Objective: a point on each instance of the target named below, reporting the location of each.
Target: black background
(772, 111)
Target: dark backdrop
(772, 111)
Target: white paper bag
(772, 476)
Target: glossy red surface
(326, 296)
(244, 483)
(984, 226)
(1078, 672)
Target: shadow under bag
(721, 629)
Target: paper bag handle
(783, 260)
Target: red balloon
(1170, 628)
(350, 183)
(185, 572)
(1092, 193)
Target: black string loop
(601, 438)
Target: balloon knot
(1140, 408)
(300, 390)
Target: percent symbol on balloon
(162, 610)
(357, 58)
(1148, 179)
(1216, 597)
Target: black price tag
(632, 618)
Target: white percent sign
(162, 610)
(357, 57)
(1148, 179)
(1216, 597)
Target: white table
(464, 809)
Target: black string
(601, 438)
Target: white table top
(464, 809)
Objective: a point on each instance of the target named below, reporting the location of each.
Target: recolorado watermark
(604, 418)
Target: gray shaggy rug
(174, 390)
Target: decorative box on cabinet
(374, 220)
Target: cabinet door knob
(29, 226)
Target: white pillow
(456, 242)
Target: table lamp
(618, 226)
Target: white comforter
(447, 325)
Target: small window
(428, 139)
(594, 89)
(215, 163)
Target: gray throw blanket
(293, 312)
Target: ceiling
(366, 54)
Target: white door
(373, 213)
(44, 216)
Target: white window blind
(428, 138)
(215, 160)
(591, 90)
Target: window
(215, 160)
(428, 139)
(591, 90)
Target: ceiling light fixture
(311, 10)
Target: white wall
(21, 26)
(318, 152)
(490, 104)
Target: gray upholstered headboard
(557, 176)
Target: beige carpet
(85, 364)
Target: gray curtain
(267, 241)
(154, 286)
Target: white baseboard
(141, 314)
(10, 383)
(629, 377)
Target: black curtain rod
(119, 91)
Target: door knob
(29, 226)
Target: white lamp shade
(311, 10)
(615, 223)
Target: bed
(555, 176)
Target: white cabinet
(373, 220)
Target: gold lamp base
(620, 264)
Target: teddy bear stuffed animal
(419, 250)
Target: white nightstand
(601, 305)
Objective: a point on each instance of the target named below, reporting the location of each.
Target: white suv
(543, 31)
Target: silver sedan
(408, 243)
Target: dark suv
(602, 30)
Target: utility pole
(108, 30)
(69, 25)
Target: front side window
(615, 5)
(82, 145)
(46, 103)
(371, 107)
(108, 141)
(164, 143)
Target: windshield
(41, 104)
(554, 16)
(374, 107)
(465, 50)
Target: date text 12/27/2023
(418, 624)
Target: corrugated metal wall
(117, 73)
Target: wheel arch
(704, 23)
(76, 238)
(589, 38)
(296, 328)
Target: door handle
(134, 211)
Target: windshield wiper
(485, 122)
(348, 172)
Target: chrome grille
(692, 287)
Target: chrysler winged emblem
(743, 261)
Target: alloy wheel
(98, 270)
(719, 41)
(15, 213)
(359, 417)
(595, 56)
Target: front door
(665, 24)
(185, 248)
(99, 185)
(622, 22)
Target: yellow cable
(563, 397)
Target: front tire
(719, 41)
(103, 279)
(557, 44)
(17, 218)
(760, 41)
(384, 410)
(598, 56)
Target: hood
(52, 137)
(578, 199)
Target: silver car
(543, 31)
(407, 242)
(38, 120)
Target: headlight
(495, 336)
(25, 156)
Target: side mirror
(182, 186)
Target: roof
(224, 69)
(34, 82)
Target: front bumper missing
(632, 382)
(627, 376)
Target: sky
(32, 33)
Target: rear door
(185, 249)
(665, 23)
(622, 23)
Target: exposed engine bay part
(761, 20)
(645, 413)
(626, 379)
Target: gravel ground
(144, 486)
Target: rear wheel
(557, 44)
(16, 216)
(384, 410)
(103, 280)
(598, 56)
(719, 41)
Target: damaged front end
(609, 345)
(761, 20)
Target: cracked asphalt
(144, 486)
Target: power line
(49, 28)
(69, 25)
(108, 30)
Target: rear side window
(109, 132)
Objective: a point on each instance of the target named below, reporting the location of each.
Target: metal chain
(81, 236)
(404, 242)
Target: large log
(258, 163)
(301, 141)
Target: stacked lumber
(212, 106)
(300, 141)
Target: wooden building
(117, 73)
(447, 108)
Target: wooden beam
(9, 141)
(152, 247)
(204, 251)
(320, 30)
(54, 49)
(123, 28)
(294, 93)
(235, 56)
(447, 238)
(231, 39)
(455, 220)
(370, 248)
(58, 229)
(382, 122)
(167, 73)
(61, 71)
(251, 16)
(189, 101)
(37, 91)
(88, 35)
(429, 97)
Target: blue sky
========================================================================
Copy the material above exactly. Include every line.

Objective: a point on each instance of the target named below, reporting the location of each.
Target: black background
(772, 111)
Target: dark backdrop
(772, 111)
Target: white paper bag
(772, 476)
Target: glossy red surface
(326, 296)
(244, 483)
(984, 226)
(1078, 672)
Target: shadow under bag
(721, 629)
Target: paper bag handle
(783, 260)
Target: red balloon
(1170, 628)
(350, 183)
(185, 572)
(1092, 193)
Target: black string loop
(601, 438)
Target: balloon knot
(1140, 408)
(300, 390)
Target: percent symbol on balloon
(162, 610)
(357, 58)
(1148, 179)
(1216, 597)
Target: black price tag
(632, 618)
Target: white percent sign
(162, 610)
(357, 57)
(1148, 179)
(1216, 597)
Target: white table
(464, 809)
Target: black string
(601, 438)
Target: white table top
(464, 809)
Objective: a point on each instance of the target named below, reporting the location of each.
Target: recolorado watermark
(604, 418)
Target: gray shaggy rug
(174, 390)
Target: decorative box on cabinet
(374, 220)
Target: cabinet door knob
(29, 226)
Target: white pillow
(456, 242)
Target: table lamp
(618, 226)
Target: white comforter
(447, 325)
Target: small window
(428, 139)
(594, 89)
(215, 163)
Target: gray throw blanket
(293, 312)
Target: ceiling
(366, 54)
Target: white door
(373, 213)
(44, 216)
Target: white window blind
(428, 138)
(215, 160)
(591, 90)
Target: window
(215, 160)
(428, 139)
(591, 90)
Target: ceiling light fixture
(311, 10)
Target: white wall
(21, 26)
(318, 152)
(490, 104)
Target: gray upholstered headboard
(557, 176)
Target: beige carpet
(85, 364)
Target: gray curtain
(267, 241)
(154, 286)
Target: white baseboard
(141, 314)
(10, 383)
(629, 377)
Target: black curtain rod
(119, 91)
Target: door knob
(29, 226)
Target: white lamp shade
(311, 10)
(615, 223)
Target: bed
(555, 176)
Target: white cabinet
(373, 220)
Target: gold lamp base
(620, 264)
Target: teddy bear stuffed animal
(419, 250)
Target: white nightstand
(601, 305)
Objective: a point on each instance of the target named below, reporting the location of each.
Target: white suv
(543, 31)
Target: silver sedan
(408, 243)
Target: dark suv
(602, 30)
Target: utility pole
(108, 30)
(69, 25)
Target: front side window
(615, 5)
(82, 145)
(46, 103)
(371, 107)
(108, 141)
(164, 143)
Target: windshield
(41, 104)
(554, 16)
(374, 107)
(465, 50)
Target: date text 12/27/2023
(418, 624)
Target: corrugated metal wall
(117, 73)
Target: wheel arch
(704, 23)
(76, 238)
(589, 38)
(296, 328)
Target: door handle
(134, 211)
Target: windshield wiper
(485, 122)
(348, 172)
Target: chrome grille
(692, 287)
Target: chrysler winged emblem
(743, 261)
Target: alloy wheel
(98, 270)
(719, 41)
(15, 213)
(359, 417)
(595, 56)
Target: front door
(665, 24)
(185, 248)
(99, 185)
(622, 22)
Target: yellow cable
(563, 397)
Target: front tire
(719, 41)
(103, 279)
(557, 44)
(17, 218)
(760, 41)
(384, 410)
(598, 56)
Target: hood
(52, 137)
(578, 199)
Target: silver car
(543, 31)
(407, 242)
(38, 120)
Target: headlight
(495, 336)
(25, 156)
Target: side mirror
(182, 186)
Target: roof
(224, 69)
(34, 82)
Target: front bumper missing
(632, 382)
(627, 376)
Target: sky
(32, 33)
Target: rear door
(185, 249)
(665, 23)
(622, 23)
Target: exposed engine bay part
(761, 20)
(645, 413)
(626, 379)
Target: gravel ground
(144, 486)
Target: rear wheel
(557, 44)
(16, 216)
(384, 410)
(103, 280)
(598, 56)
(719, 41)
Target: damaged front end
(609, 345)
(761, 20)
Target: cracked asphalt
(144, 486)
Target: power line
(49, 28)
(69, 25)
(108, 30)
Target: rear side window
(109, 132)
Objective: a point on each instance of the target named below, reporting the location of each.
Target: metal chain
(81, 236)
(404, 242)
Target: large log
(258, 163)
(301, 141)
Target: stacked lumber
(212, 106)
(300, 141)
Target: wooden building
(117, 73)
(447, 108)
Target: wooden beam
(9, 141)
(152, 247)
(204, 251)
(320, 30)
(54, 49)
(123, 28)
(294, 93)
(235, 56)
(447, 238)
(231, 39)
(455, 220)
(370, 248)
(58, 229)
(382, 122)
(167, 73)
(61, 71)
(251, 16)
(189, 101)
(37, 91)
(88, 35)
(429, 97)
Target: blue sky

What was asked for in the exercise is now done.